**CONSEGNE:**
• 1. Rispondi alle domande seguenti in base al brano sul tennis cinese.
(a) In quale città Zhizhen Zhang ha conquistato il suo primo titolo?
(b) Con quale allenatore si è interrotto il rapporto di Wu?
(c) Quanti campi ha la Mission Hills Tennis Academy?
• 2. Elenca tutte le parti del corpo che, secondo il brano sul tennis cinese, Wu si è rotto tra il marzo 2019 e il gennaio 2022.

Per molti anni ci siamo sentiti ripetere che prima o poi il gigante cinese si sarebbe svegliato e sarebbero stati guai per tutte le superpotenze tennistiche. Probabilmente è ancora presto per ridisegnare la geopolitica delle racchette, ma, se un giorno la Cina dovesse davvero esplodere, si ricorderà questo successo di Wu come pietra angolare, come prima pagina di un nuovo capitolo. Nel circuito si aggirano con buone speranze altri due vincitori cinesi di Challenger: per Zhizhen Zhang a Cordenons è arrivato il primo titolo, mentre Juncheng Shang ha alzato il trofeo a Lexington. Sta accadendo qualcosa? La Cina è già molto forte nella Wta e sta mettendo a punto dei progressi tecnici. Periodo Covid a parte, sono aumentati i tornei di caratura internazionale; la Federazione cinese ha varato un grande progetto per gli under 14 (Road to Wimbledon) e ha messo sotto contratto una serie di coach e specialisti stranieri affinché dispensino la loro competenza nelle accademie. Poi c’è Michael Chang, icona per ogni tennista cinese, che ha puntato sulla città di Shenzhen per lanciare un progettino dai numeri abbastanza impressionanti, i cinquanta campi della Mission Hills Tennis Academy.
Wu non è il prodotto di queste mosse. Il suo talento, esploso da junior, era poi stato frenato e mortificato da una serie di eventi: la cessazione del rapporto con il coach Sven Groeneveld e una combinazione devastante di infortuni e stop pandemici. In trentaquattro mesi, dal marzo 2019 al gennaio 2022, questo ragazzo si era rotto in tanti punti del manuale di anatomia (spalla, polso destro, gomito destro, schiena) ed era scomparso dai nostri radar. Una grande promessa non mantenuta, anzi, cancellata e rimossa dalla grande memoria del tennis. Poi, appunto, è rinato. Non ha grande esperienza mondiale, è quasi un debuttante ma sta andando forte e ora che ha fatto la storia potrebbe fare anche un po’ di geografia, spostando lontano dagli amati States il baricentro delle proprie operazioni e provando a vincere anche altrove. Può farcela, per un motivo estremamente semplice: gioca molto bene. Non mostra punti deboli dal punto di vista tecnico, è pericoloso e regolare nei due fondamentali da fondo campo dove il dritto espone l’avversario a una potenza impressionante, capace di stabilizzare lo scambio a ritmo altissimo ma anche di esplodere dei vincenti di rara potenza. A Delray Beach ha davvero sconvolto i piani di gara e le sicurezze di Fritz, soprattutto: un top ten in gran forma.

**BLOCCO DATI:**
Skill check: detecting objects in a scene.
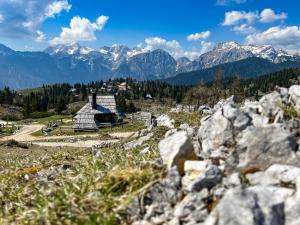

**SOLUZIONI:**
• 1.
(a) A Cordenons.
(b) Con Sven Groeneveld.
(c) Cinquanta.

• 2. Spalla, polso destro, gomito destro, schiena.